• EXERCÍCIOS
(A) Segundo o excerto, com que filme ganhou Lisboa o epíteto de cidade branca?
(B) Substitua "Drop" por "Place" nas linhas dos registos que vão desde a que contém "Can you find the black sequined" até ao fim dos registos, inclusive. Apresente só essas linhas, sem qualquer outra alteração.

• EXCERTO
Mayra Andrade: Fruto Renascido
2019-03-01, Capitólio, LisboaA cantora cabo-verdiana é uma da habitantes desta nova Lisboa e “Manga”, o novo álbum que foi apresentado no Capitólio, será talvez o produto perfeito e não acabado da sua residência desde há um par de anos aqui à beira Tejo.
Lisboa ganhou o epíteto da cidade branca com o filme homónimo de Alain Tanner. Desde então, passou a ser um daqueles clichés que políticos e publicitários utilizam para despromover a cidade, em pregões e promoções de compra e venda e empreendedorismo e web summits. Vem embalado por clichés da luz e dos reflexos do Tejo, e das gaivotas e de pregões matinais que já não voltam mais.
Na realidade, se olharmos o momento do filme em que a expressão é cunhada, veremos que ela pouco tem a ver com qualquer destes chavões, enunciados até à exaustão por quem não ama verdadeiramente Lisboa (pois só a conhece na superfície), mas sim com a melancolia aguda do marinheiro que se vê obrigado a aportar na solidão e no silêncio branco. Também muito Lisboa portanto, mas menos dado a refrão de cariz promocional.
Lisboa nunca foi branca de alvenaria (e se por alturas em que Tanner cá filmou se notasse menos a cor do que na actualidade, tal se devia apenas a um profundo abandono autárquico, e a desleixos de proprietários sem papel para duas mãos de tinta), e nunca realmente foi branca de população, como principal cidade de um país miscigenado de origem dificilmente o poderia ser.
E esta cidade capital, que foi tomada a Mouros, que a haviam tomado a Godos, que a haviam administrado no lugar de Romanos, que a haviam absorvido a Fenícios que… Esta capital que sempre foi porto de escravos e imigrantes (que são eles próprios produto da escravidão de dívidas e da escassez) e nómadas e retornados; esta capital em cuja periferia se instalaram as populações que vieram do império atabalhoadamente concebido e à pressa desmoronado; esta capital, dizia, sempre foi a cidade mestiça da cor, e já no século XV era muitas vezes apontada pelo sempre mítico estrangeiro como tal, e o dedo que apontava não o fazia na maior parte das vezes num sentido elogioso, e quiçá agora, nesta nova Lisboa que redesperta da forma criativa e caótica com que sempre despertou ao longo dos séculos, agora que nela se cruzam empreendedores e influenciadores e trotinetes, chineses semi-clandestinos, negros e mouros endinheirados, cachupa requentada e fado arrefecido, os passos do Pessoa à porta tagada do palacete da Madonna…
Talvez agora seja mesmo a altura certa para um embalo como o que Mayra Andrade veio balancear no Capitólio.

• REGISTOS DO CONJUNTO

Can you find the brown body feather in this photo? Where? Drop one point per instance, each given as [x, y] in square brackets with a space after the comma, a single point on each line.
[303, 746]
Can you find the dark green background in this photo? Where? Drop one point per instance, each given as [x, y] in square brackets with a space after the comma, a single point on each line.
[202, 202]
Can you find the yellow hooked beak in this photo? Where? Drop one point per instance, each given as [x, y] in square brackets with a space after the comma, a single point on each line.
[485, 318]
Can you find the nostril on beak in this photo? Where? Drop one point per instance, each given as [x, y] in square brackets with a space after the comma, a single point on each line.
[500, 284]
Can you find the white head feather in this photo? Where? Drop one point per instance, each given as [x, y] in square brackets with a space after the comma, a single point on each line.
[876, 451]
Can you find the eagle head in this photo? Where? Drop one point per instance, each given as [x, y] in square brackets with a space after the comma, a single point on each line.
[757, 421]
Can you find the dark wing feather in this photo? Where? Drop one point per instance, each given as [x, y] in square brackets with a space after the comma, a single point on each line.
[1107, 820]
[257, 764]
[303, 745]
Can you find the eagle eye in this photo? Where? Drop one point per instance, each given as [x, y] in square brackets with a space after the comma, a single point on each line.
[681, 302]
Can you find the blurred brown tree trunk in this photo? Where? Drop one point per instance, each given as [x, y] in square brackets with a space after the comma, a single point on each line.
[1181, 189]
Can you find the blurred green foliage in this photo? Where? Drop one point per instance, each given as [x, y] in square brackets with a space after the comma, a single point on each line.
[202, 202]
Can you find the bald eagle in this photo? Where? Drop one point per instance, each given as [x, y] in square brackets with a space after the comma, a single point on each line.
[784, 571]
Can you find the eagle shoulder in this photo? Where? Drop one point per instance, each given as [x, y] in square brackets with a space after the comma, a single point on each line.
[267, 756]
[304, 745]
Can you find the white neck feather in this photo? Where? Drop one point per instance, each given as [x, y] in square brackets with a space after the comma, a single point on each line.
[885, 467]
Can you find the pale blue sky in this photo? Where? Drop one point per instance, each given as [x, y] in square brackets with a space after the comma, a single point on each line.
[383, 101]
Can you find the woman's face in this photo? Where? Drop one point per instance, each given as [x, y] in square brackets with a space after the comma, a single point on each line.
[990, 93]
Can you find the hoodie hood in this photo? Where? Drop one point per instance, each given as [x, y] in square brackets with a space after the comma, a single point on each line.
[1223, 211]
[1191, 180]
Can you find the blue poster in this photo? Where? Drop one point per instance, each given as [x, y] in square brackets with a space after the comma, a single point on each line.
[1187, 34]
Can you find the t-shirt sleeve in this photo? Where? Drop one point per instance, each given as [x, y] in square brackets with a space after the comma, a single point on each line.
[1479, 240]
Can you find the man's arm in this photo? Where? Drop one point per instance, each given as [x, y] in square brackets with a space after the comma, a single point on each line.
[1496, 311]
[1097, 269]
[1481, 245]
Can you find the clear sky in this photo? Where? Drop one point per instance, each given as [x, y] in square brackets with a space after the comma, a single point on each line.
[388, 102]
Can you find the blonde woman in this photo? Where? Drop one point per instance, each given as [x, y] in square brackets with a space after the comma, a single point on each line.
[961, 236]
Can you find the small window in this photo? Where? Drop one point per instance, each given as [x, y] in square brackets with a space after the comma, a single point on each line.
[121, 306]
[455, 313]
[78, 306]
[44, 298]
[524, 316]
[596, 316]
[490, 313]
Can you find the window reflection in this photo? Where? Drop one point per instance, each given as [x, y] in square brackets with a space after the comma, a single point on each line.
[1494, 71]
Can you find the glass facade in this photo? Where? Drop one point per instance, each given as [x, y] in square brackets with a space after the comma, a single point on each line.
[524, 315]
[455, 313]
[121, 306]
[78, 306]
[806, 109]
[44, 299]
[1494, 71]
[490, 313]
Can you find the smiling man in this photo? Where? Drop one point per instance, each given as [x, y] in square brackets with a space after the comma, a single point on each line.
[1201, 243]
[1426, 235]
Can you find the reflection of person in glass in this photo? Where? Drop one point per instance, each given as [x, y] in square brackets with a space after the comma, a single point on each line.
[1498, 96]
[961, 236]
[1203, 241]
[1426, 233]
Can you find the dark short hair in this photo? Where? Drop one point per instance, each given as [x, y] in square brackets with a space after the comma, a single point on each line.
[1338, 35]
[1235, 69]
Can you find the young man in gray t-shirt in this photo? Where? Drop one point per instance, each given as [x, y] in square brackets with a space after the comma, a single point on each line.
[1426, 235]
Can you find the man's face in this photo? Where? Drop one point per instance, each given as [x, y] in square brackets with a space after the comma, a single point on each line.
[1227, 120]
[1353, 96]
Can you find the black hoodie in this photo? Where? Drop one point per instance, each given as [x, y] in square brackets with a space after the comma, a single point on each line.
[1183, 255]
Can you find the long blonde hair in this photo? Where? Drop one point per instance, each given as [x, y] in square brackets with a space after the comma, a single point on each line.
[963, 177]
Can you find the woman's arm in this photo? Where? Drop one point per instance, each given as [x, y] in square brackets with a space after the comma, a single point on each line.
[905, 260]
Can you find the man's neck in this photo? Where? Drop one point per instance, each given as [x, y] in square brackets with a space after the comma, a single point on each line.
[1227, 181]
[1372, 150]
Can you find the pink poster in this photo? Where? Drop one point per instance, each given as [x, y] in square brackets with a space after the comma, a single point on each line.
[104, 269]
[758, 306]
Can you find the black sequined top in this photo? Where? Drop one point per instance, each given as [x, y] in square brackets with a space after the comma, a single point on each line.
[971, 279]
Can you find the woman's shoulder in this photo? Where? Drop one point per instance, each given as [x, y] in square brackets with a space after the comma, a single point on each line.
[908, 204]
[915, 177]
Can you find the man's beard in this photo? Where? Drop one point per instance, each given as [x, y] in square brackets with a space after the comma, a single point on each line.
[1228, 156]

• SOLUÇÕES POR EXERCÍCIO
(A) Com o filme homónimo de Alain Tanner.

(B)
Can you find the black sequined top in this photo? Where? Place one point per instance, each given as [x, y] in square brackets with a space after the comma, a single point on each line.
[971, 279]
Can you find the woman's shoulder in this photo? Where? Place one point per instance, each given as [x, y] in square brackets with a space after the comma, a single point on each line.
[908, 204]
[915, 177]
Can you find the man's beard in this photo? Where? Place one point per instance, each given as [x, y] in square brackets with a space after the comma, a single point on each line.
[1228, 156]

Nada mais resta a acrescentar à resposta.